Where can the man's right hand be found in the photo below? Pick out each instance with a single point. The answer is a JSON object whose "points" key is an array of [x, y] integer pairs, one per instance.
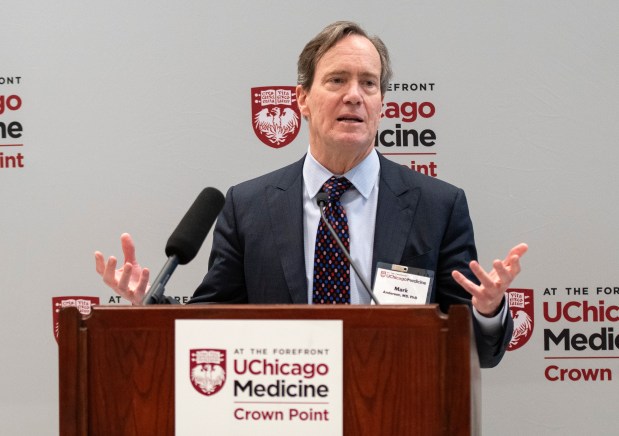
{"points": [[131, 280]]}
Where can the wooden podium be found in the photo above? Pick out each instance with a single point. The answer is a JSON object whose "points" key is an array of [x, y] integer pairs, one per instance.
{"points": [[408, 370]]}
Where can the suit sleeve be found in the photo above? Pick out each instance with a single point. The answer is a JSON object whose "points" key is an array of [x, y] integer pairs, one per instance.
{"points": [[225, 280], [457, 251]]}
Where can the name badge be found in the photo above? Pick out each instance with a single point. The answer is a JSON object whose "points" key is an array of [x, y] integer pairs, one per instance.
{"points": [[398, 284]]}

== == ==

STATED GOAL: Transcribe every line of the records above word for word, leaving the picture out.

RESPONSE BELOW:
Where can the man's right hand be found in the photo below? Pick out each instance with a single point. The answer is a JSON object whose "points" key is an array of [x, y] integer pairs, one per instance.
{"points": [[131, 280]]}
Where can the wooden podium be found in the photo above? Pick out each instance with a single point. The answer is a JSON object whose "points" key is an array of [x, y] integer pairs, one per instance.
{"points": [[408, 370]]}
Where can the suit sleeve be found in the photo above? Pick out each instance with a single point. The answer is a JSON object whose "points" key is an array of [x, y] integer pairs, one per instance.
{"points": [[225, 280], [457, 251]]}
Where can the name badge be found in the photo above? Pick out each instance with a single point. The answer is a JSON object whose "points" key is an array of [x, y] integer pairs, one per instance.
{"points": [[398, 284]]}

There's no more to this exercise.